Exercise data »
┌──

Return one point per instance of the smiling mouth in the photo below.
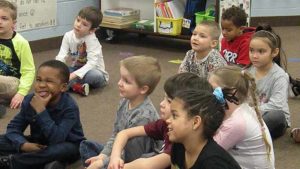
(43, 94)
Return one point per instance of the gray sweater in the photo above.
(273, 90)
(138, 116)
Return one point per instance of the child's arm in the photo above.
(64, 48)
(243, 55)
(160, 161)
(120, 142)
(16, 128)
(94, 53)
(54, 132)
(184, 66)
(27, 71)
(230, 132)
(279, 95)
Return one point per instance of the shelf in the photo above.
(186, 37)
(153, 16)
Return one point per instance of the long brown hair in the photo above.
(243, 83)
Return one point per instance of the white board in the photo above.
(35, 14)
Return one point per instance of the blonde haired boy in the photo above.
(139, 77)
(17, 68)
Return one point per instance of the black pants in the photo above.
(276, 122)
(63, 152)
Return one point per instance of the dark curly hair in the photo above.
(204, 104)
(235, 14)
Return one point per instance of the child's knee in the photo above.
(8, 86)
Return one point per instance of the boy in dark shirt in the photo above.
(53, 117)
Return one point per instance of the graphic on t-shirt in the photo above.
(6, 67)
(79, 58)
(229, 56)
(263, 98)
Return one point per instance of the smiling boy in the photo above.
(17, 68)
(55, 127)
(81, 50)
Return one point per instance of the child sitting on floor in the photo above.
(139, 77)
(195, 117)
(81, 49)
(203, 57)
(158, 129)
(236, 36)
(55, 127)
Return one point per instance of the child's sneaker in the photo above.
(4, 162)
(295, 85)
(55, 165)
(82, 89)
(2, 111)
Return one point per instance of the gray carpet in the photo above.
(98, 109)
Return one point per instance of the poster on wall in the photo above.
(245, 4)
(35, 14)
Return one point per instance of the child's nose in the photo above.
(168, 120)
(120, 83)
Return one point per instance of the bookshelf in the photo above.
(147, 11)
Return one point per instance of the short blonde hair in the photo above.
(214, 28)
(11, 6)
(145, 70)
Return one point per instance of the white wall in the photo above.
(68, 9)
(66, 13)
(275, 8)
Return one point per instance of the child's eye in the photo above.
(261, 51)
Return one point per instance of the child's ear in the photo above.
(214, 43)
(196, 122)
(64, 87)
(241, 28)
(144, 89)
(275, 52)
(93, 30)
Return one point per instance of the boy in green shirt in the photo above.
(17, 68)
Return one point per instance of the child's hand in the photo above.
(16, 101)
(72, 76)
(295, 133)
(96, 165)
(39, 103)
(32, 147)
(116, 163)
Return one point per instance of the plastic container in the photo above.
(201, 16)
(169, 26)
(207, 15)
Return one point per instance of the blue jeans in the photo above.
(89, 149)
(64, 152)
(276, 122)
(95, 78)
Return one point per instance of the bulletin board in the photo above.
(35, 14)
(245, 4)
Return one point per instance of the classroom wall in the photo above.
(67, 10)
(275, 8)
(66, 13)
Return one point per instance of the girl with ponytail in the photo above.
(243, 132)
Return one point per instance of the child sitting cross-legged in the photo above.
(203, 57)
(55, 127)
(195, 117)
(139, 77)
(236, 36)
(243, 132)
(81, 50)
(158, 129)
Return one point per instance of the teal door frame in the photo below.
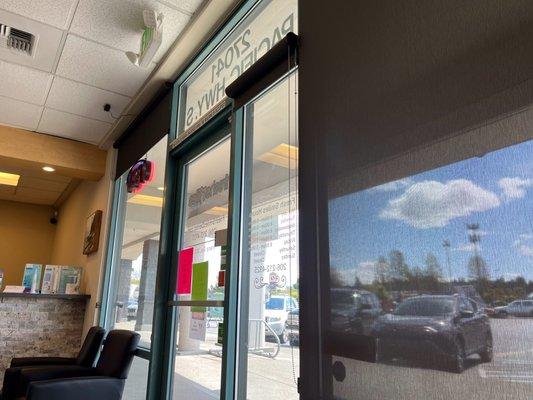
(164, 338)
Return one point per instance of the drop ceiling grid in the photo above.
(91, 68)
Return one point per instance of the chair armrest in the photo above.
(35, 361)
(32, 374)
(87, 388)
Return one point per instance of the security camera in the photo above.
(53, 220)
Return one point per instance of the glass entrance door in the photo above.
(201, 268)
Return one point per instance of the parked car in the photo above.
(354, 311)
(277, 310)
(132, 310)
(449, 328)
(293, 326)
(519, 308)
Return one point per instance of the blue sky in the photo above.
(417, 213)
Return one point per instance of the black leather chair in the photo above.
(103, 382)
(86, 358)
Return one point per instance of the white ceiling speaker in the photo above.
(150, 41)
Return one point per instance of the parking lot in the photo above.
(197, 376)
(508, 376)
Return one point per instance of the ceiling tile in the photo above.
(88, 101)
(19, 114)
(23, 83)
(52, 12)
(189, 6)
(30, 195)
(100, 66)
(42, 184)
(119, 23)
(72, 126)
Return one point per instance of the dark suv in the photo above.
(354, 311)
(435, 327)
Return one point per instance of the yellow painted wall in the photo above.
(68, 245)
(26, 236)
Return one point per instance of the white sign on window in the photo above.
(257, 34)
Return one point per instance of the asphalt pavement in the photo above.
(508, 377)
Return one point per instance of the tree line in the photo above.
(393, 275)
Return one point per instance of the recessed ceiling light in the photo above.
(9, 179)
(145, 200)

└──

Task description »
Copy every line of the records from the line with "Return one point per instance of the yellow" through the end of the records, shifting each answer coordinate by adding 132 and leaving all other text unchanged.

Task output »
Return one point per instance of the yellow painted wall in the photo above.
(200, 377)
(158, 368)
Return one point per instance of the white sign on window in the photo above.
(389, 166)
Return one point per instance of the asphalt pavement in the photo above.
(640, 509)
Return one point per instance of the tree line in the photo above.
(525, 407)
Return one point per instance of the recessed ceiling light in the photo above.
(141, 311)
(277, 332)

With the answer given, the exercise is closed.